**Passage provided**.
┌──

We therefore recommend that, in accordance with D.C. Bar R. XI, § 11, the length of Respondent's suspension from the practice of law in the District of Columbia be for 60 days, the same length as the Virginia suspension. But we also recommend that the Court at the same time direct an immediate stay of that suspension in favor of a 60-day period of unsupervised probation. This disposition would moot all questions of nunc pro tunc treatment for purposes of reinstatement, because no future reinstatement of Respondent is anticipated. Because our recommendation stems from the unfairness of multiple suspensions that was pointed out in Goldberg, we have addressed the question whether, as a matter of fairness, the circumstances require that additional suspension order should be executed or, as we conclude, stayed in favor of probation.

└──

**Exercises to complete**.
[A] In the disciplinary recommendation, what period of unsupervised probation is proposed in place of the suspension?
[B] Reproduce the disciplinary recommendation from "We therefore recommend" to "favor of probation.".

**Records**.
┌──

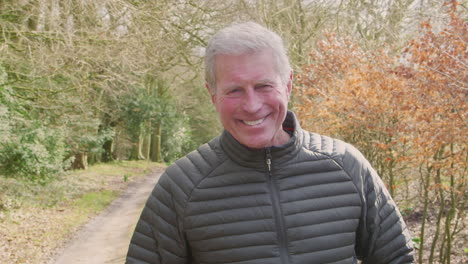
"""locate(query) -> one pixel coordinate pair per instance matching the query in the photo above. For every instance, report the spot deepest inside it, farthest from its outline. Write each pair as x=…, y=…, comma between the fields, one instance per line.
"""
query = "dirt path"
x=106, y=237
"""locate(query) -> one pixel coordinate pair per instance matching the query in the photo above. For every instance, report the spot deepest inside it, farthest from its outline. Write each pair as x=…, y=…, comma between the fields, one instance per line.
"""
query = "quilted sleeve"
x=383, y=237
x=158, y=236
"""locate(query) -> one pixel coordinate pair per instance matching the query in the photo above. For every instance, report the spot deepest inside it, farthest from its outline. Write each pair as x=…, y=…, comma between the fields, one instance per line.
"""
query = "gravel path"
x=105, y=238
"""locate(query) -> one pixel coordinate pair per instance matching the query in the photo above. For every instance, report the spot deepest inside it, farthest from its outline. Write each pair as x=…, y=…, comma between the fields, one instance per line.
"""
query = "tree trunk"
x=107, y=153
x=156, y=144
x=80, y=162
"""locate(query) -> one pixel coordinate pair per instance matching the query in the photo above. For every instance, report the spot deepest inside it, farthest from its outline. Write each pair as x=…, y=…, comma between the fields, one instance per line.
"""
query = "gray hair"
x=238, y=39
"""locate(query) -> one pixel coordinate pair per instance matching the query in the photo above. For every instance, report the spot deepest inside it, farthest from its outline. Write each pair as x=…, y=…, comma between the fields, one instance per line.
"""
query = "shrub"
x=36, y=154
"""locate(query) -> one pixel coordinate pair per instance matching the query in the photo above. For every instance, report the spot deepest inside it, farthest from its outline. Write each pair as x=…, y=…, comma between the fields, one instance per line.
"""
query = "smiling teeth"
x=253, y=123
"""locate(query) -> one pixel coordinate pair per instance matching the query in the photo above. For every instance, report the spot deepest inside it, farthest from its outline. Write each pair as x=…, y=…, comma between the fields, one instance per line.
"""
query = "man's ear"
x=289, y=84
x=212, y=95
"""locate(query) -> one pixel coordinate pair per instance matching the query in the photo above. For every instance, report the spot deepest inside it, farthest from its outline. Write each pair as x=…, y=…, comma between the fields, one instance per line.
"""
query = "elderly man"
x=266, y=191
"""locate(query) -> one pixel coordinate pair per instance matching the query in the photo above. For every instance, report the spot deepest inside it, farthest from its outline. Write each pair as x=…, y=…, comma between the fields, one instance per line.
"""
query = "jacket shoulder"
x=344, y=154
x=185, y=174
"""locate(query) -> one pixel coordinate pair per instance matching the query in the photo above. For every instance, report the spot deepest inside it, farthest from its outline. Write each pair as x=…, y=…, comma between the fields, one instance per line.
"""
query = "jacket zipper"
x=278, y=214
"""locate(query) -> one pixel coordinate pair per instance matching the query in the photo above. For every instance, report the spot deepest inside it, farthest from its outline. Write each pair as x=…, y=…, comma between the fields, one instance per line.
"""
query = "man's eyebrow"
x=266, y=81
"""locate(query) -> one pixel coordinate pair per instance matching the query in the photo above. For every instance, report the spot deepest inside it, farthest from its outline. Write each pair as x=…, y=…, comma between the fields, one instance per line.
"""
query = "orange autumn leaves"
x=397, y=108
x=406, y=111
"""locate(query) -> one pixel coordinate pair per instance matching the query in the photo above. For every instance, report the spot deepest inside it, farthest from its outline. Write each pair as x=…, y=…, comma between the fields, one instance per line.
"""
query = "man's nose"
x=251, y=102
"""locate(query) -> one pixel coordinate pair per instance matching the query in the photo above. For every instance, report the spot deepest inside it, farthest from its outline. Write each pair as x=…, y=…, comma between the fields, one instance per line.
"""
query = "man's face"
x=251, y=99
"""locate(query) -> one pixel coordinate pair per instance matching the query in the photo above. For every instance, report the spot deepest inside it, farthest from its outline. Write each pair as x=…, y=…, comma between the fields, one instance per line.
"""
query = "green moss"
x=95, y=202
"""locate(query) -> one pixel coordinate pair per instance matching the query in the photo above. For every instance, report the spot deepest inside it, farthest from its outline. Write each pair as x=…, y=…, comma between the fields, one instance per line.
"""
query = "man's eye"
x=263, y=86
x=233, y=91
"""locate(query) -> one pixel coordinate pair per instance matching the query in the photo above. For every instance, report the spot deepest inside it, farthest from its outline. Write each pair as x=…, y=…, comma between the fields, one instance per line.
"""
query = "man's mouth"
x=254, y=122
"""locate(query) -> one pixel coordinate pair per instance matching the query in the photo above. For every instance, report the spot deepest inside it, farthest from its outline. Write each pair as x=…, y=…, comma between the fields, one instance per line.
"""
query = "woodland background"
x=85, y=82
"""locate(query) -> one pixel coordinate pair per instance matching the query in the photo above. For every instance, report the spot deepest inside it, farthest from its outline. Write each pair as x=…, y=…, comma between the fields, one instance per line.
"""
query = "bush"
x=34, y=155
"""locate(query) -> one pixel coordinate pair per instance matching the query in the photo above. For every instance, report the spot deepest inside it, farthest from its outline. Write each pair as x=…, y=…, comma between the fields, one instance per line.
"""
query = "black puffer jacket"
x=318, y=201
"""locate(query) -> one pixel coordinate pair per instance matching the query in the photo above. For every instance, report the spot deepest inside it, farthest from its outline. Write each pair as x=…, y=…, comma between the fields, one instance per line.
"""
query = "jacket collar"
x=256, y=158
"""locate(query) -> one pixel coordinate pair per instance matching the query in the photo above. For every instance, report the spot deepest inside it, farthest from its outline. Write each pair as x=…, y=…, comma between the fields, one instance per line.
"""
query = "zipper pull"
x=268, y=159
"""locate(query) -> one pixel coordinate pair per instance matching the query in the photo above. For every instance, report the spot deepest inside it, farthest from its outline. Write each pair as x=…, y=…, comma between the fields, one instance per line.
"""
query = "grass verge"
x=34, y=219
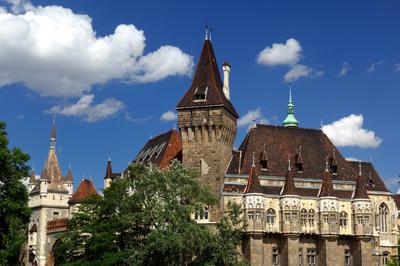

└──

**Results of the exercise**.
[A] A 60-day period of unsupervised probation.

[B]
We therefore recommend that, in accordance with D.C. Bar R. XI, § 11, the length of Respondent's suspension from the practice of law in the District of Columbia be for 60 days, the same length as the Virginia suspension. But we also recommend that the Court at the same time direct an immediate stay of that suspension in favor of a 60-day period of unsupervised probation. This disposition would moot all questions of nunc pro tunc treatment for purposes of reinstatement, because no future reinstatement of Respondent is anticipated. Because our recommendation stems from the unfairness of multiple suspensions that was pointed out in Goldberg, we have addressed the question whether, as a matter of fairness, the circumstances require that additional suspension order should be executed or, as we conclude, stayed in favor of probation.